Put the lines below into a two-column CSV with the headers text and answer. Give each line one row holding its text and its answer, each in a single quoted field with line breaks replaced by spaces, and leave out the pictures.

- _Input_

· · · ·

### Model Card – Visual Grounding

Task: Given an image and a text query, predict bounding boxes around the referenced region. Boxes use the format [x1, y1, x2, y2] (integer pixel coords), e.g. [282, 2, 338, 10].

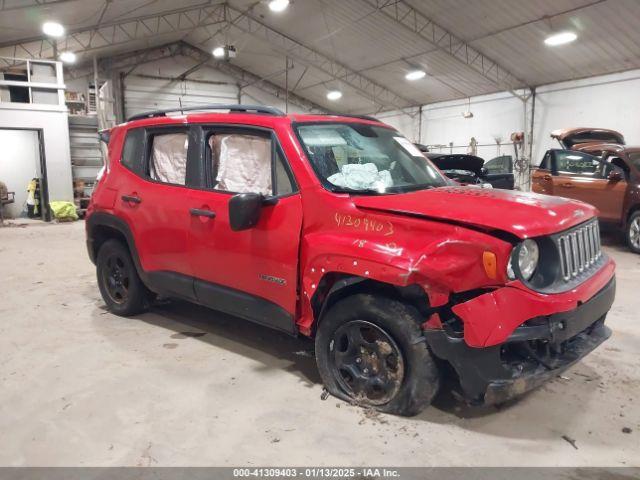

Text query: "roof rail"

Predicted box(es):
[327, 113, 382, 123]
[127, 103, 284, 122]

· · · ·

- _Solution_
text,answer
"### Model Card – Visual Grounding Task: Given an image and a text query, predict bounding boxes around the referenced region. Boxes use the format [x1, y1, x2, y2] (integer pixel coords), e.g. [282, 2, 338, 10]. Text query: ""roof rail"" Predicted box(es):","[327, 113, 382, 123] [127, 103, 284, 122]"